• _WHAT IS EXPECTED_: Retype each of the records below with every character unchanged.

• _SUPPLIED DATA_:
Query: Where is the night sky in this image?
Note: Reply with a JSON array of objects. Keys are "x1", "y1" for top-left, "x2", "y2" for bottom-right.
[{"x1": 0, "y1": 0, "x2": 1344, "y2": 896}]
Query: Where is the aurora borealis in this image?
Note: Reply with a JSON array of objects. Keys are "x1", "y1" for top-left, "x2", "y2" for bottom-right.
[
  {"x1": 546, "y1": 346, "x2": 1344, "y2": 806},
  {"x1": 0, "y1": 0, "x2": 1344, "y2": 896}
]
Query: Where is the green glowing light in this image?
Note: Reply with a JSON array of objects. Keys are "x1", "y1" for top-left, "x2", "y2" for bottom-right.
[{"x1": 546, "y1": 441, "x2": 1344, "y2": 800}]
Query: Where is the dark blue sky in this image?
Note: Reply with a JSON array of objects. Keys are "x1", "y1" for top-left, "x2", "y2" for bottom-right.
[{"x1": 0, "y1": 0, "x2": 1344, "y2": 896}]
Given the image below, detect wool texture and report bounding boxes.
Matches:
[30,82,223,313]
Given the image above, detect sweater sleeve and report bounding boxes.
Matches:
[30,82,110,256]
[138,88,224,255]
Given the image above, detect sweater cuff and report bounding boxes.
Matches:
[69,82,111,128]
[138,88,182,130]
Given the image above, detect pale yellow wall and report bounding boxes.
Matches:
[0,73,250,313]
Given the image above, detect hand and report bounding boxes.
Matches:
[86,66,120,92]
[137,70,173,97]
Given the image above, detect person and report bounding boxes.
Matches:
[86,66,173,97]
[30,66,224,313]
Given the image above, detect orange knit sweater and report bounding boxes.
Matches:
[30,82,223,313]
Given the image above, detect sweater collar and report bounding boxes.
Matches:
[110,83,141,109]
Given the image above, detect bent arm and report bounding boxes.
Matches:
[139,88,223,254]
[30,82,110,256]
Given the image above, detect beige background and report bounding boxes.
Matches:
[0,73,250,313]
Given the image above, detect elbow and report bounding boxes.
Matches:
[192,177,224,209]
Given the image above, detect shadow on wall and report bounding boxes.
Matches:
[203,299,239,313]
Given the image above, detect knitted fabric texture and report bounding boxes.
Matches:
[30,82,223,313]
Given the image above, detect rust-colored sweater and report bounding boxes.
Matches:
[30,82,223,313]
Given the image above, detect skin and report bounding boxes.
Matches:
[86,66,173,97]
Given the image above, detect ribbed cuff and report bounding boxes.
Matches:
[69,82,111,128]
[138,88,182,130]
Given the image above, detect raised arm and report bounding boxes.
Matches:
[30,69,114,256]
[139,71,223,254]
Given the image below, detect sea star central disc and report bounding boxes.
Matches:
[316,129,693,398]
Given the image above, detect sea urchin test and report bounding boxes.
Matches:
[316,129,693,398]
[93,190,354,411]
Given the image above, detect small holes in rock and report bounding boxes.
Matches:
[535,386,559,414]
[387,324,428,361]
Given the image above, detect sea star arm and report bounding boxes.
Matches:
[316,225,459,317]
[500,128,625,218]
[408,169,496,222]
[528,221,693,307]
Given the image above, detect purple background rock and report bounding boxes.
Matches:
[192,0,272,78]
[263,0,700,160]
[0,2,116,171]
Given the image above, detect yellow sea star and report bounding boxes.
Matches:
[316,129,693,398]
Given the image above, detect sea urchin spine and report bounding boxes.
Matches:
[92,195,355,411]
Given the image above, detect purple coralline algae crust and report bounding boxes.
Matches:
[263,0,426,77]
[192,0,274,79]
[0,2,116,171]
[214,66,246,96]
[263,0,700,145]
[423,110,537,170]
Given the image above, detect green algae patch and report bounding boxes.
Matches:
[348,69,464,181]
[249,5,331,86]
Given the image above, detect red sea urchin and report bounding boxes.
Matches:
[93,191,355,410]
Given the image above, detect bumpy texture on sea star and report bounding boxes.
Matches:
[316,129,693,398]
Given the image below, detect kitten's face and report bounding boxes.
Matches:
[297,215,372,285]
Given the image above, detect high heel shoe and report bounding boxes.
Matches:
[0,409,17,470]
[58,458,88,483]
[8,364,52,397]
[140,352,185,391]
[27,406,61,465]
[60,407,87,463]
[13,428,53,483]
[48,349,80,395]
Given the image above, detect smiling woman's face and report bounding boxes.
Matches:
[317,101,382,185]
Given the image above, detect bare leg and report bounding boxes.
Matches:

• _WRITTEN RESPONSE_:
Query: Where is the night sky in this image?
Note: Reply with a JSON array of objects. Keys are "x1", "y1" for top-left, "x2", "y2" for bottom-right.
[{"x1": 0, "y1": 0, "x2": 1344, "y2": 896}]
Query: Where is the aurora borealis in this image?
Note: Reply with a JSON array of objects. Keys are "x1", "y1" for top-left, "x2", "y2" for bottom-right.
[
  {"x1": 546, "y1": 346, "x2": 1344, "y2": 806},
  {"x1": 0, "y1": 0, "x2": 1344, "y2": 896}
]
Query: Where is the green glowing light in this image?
Note: Reply with a JSON array of objects. Keys are "x1", "y1" for top-left, "x2", "y2" for bottom-right.
[{"x1": 546, "y1": 441, "x2": 1344, "y2": 800}]
Query: Where is the dark blue sky in this image?
Note: Reply with a JSON array of objects. Keys are "x1", "y1" for top-left, "x2", "y2" for bottom-right.
[{"x1": 0, "y1": 0, "x2": 1344, "y2": 896}]
Given the image below, detect wool texture and report bounding boxes.
Matches:
[30,82,223,313]
Given the image above, detect sweater sleeve and report bounding boxes.
Matches:
[30,82,110,256]
[138,88,224,255]
Given the image above, detect sweater cuff and report bounding boxes.
Matches:
[69,82,111,128]
[138,88,182,130]
Given the image above, detect pale yellow wall and report bounding boxes.
Matches:
[0,73,250,313]
Given the image above, detect hand and report bounding boxes.
Matches:
[86,66,120,92]
[137,70,173,97]
Given the image above, detect person and report bounding boxes.
Matches:
[86,66,173,97]
[30,66,224,313]
Given the image above, detect orange knit sweater and report bounding boxes.
Matches:
[30,82,223,313]
Given the image above, detect sweater collar and report bounding boxes.
Matches:
[110,83,141,109]
Given the image above, detect bent arm and report bounding boxes.
Matches:
[139,88,223,254]
[30,82,110,256]
Given the image above, detect beige background and report bounding boxes.
Matches:
[0,73,250,313]
Given the image above, detect elbow and report bounding boxes.
Matches:
[192,177,224,209]
Given the image above, detect shadow on wall and report bounding boxes.
Matches:
[203,299,239,313]
Given the image above, detect knitted fabric texture and report bounding boxes.
Matches:
[30,82,223,313]
Given the image above, detect rust-colored sweater and report bounding boxes.
Matches:
[30,82,223,313]
Given the image above, detect skin and report bounding boxes.
Matches:
[86,66,173,97]
Given the image above, detect ribbed cuff and report bounding boxes.
Matches:
[69,82,111,128]
[138,88,182,130]
Given the image above, detect raised arm and report bounding boxes.
Matches:
[30,69,114,256]
[139,71,223,254]
Given the image below, detect sea star central disc and report bounding boxes.
Matches:
[316,129,693,398]
Given the image above, detect sea urchin test and report bounding boxes.
Matches:
[316,129,693,398]
[93,190,354,411]
Given the image above, detect small holes in rock and report bounding boxes.
Matches:
[535,386,559,414]
[387,324,428,361]
Given the image above, detect sea star arm and report bounding boxes.
Matches:
[316,225,459,317]
[500,128,625,218]
[408,169,496,222]
[528,221,693,307]
Given the image above, detect purple background rock and report bounding boxes.
Matches:
[192,0,272,78]
[263,0,700,160]
[0,2,116,171]
Given the image above, detect yellow sea star and report bounding boxes.
Matches:
[316,129,693,398]
Given the image above, detect sea urchin spine and report bounding boxes.
Matches:
[92,195,355,411]
Given the image above, detect purple coralline algae crust and report bounding boxes.
Matches:
[263,0,426,77]
[192,0,274,79]
[0,2,116,171]
[214,66,246,96]
[263,0,700,145]
[423,110,537,170]
Given the image above, detect green algae patch and report bounding boxes.
Matches:
[348,69,464,181]
[249,5,331,86]
Given the image above, detect red sea urchin and report bounding boxes.
Matches:
[93,191,355,410]
Given the image above, detect bumpy texture on sea star and report bounding boxes.
Matches:
[316,129,693,398]
Given the image below, detect kitten's face and report bounding boxes.
Matches:
[297,215,372,285]
Given the image above, detect high heel shoe and report bounding boxes.
Matches:
[0,409,17,470]
[58,458,88,483]
[8,364,52,397]
[140,352,185,391]
[27,406,61,465]
[60,407,87,463]
[13,428,53,483]
[48,349,80,395]
Given the image above, detect smiling woman's face and report bounding boxes.
Matches:
[317,101,382,185]
Given the image above, detect bare leg and report bounding boxes.
Matches:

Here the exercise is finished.